Bounding-box entries
## start
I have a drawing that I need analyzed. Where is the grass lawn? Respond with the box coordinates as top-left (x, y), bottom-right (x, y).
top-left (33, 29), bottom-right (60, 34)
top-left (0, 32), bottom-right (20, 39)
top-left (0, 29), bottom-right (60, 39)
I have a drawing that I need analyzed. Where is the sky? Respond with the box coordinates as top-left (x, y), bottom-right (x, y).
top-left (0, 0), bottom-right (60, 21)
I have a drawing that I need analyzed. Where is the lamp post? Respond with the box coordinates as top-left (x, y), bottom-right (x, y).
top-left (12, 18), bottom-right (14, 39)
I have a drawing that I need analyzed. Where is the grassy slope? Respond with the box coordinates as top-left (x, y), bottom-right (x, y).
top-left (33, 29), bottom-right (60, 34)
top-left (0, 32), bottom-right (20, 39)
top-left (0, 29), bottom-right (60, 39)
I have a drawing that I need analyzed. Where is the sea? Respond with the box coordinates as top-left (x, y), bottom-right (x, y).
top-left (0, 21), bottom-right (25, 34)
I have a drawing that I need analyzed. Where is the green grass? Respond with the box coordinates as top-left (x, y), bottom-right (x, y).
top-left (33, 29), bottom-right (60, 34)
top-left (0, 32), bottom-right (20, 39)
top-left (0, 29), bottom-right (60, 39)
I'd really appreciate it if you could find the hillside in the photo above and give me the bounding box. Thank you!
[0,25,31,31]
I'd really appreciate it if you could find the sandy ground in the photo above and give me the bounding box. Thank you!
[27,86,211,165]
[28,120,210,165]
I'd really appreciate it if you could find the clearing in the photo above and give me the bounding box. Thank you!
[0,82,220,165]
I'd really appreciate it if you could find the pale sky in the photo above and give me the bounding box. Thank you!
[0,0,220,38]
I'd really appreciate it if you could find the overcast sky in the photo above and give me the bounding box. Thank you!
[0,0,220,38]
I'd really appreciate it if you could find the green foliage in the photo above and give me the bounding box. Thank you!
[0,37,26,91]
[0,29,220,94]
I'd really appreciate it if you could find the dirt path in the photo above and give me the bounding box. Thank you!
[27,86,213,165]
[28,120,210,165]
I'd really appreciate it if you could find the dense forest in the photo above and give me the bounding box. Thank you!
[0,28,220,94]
## end
EXERCISE DETAILS.
Reproduce everything from the line containing "is the sea?" down to the line containing "top-left (0, 21), bottom-right (25, 34)", renaming "sea" to "ocean" and leaving all else unchanged.

REPLY TO THE EXERCISE.
I have a drawing that I need analyzed. Where is the ocean? Respond with the box coordinates as top-left (x, y), bottom-right (x, y).
top-left (0, 21), bottom-right (25, 34)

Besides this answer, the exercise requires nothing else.